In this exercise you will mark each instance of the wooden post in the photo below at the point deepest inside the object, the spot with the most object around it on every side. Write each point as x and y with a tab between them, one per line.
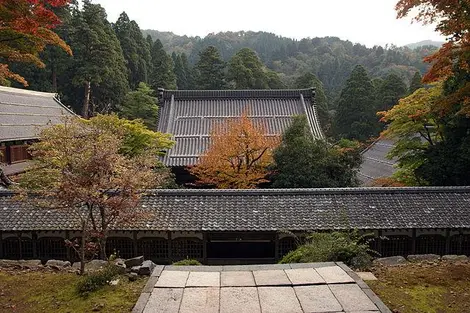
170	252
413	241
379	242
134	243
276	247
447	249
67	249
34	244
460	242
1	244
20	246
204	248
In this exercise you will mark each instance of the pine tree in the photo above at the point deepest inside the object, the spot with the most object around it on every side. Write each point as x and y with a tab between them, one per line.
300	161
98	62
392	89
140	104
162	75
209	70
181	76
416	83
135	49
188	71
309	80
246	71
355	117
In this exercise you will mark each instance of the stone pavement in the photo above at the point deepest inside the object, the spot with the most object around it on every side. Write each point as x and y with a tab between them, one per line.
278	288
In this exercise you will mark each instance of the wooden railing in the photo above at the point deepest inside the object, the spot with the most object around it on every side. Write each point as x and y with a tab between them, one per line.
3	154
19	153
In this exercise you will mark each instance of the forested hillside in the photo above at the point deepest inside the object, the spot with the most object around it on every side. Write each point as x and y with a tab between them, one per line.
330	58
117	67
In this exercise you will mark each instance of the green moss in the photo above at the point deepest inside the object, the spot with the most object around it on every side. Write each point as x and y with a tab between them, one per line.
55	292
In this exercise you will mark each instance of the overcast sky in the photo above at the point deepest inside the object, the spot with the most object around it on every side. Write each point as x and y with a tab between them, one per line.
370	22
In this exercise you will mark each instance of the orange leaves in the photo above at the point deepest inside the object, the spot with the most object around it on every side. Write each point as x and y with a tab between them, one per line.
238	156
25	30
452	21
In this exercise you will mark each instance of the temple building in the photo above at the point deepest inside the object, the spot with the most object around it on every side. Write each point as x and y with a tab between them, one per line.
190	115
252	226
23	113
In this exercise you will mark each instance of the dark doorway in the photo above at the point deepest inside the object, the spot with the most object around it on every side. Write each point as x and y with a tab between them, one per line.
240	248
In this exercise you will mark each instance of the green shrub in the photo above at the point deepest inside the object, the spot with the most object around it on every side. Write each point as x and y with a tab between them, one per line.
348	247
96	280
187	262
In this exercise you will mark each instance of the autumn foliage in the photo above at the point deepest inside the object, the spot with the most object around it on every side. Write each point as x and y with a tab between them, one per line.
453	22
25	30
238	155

---

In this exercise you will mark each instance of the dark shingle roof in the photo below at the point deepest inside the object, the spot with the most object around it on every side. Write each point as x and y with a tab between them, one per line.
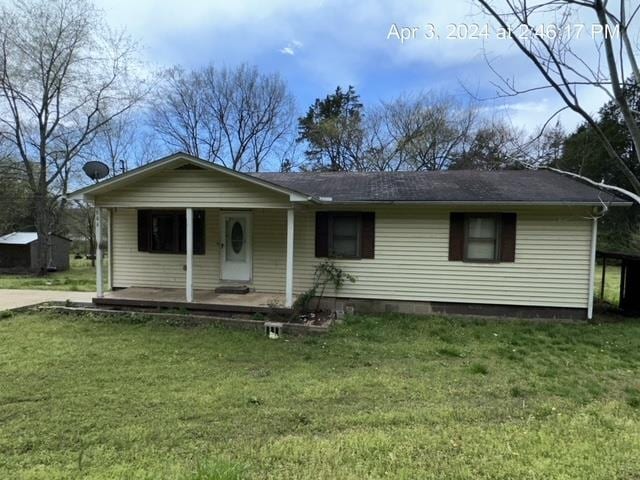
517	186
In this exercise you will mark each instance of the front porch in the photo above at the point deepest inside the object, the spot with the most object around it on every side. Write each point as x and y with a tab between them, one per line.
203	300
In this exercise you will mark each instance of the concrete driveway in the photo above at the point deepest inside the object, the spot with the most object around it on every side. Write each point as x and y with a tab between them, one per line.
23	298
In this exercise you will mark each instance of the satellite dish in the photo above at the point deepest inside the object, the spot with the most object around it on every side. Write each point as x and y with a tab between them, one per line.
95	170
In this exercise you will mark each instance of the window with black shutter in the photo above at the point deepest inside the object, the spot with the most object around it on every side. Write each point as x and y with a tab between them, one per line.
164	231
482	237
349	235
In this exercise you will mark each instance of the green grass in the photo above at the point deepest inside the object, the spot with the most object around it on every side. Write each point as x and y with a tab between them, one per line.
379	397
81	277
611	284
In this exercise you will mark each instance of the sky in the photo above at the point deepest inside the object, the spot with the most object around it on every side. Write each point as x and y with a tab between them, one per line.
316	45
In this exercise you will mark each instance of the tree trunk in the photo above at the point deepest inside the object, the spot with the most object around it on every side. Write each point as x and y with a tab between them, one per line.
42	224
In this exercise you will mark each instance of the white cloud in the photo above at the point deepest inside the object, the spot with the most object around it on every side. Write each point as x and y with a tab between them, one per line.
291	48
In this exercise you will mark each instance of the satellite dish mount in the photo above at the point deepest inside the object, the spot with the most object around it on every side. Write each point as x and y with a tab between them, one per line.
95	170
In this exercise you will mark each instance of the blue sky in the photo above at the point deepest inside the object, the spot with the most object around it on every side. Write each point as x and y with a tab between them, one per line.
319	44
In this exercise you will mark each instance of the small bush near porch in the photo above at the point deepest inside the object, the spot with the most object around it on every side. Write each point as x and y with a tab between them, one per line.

---

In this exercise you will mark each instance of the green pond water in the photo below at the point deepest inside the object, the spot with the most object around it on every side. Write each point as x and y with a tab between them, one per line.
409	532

- **Directions**:
Locate each line in the entries above that contains the word "building" and copy those lines out in full.

- **Exercise response**:
In this exercise you will mark each instance of the temple building in the photo above at the point deepest inside the object, the spot with the most object around it on every side. Write each point as x and y with a tab between them, one per line.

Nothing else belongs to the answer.